- **Aim**: Could you copy out every line of the material below word for word, leaving the pictures out?

(Coordinate annotation records)
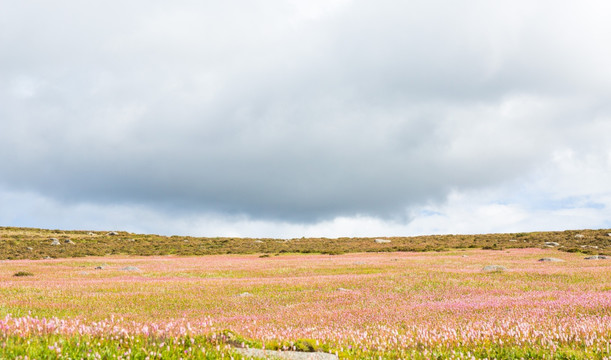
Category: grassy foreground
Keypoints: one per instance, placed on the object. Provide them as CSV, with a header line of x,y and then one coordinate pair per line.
x,y
422,305
25,243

- **Output**:
Category: grassy foreground
Keypoints: one per instance, placed on the object. Provide them as CSV, with a header line of x,y and then one coordinate pair per line.
x,y
422,305
25,243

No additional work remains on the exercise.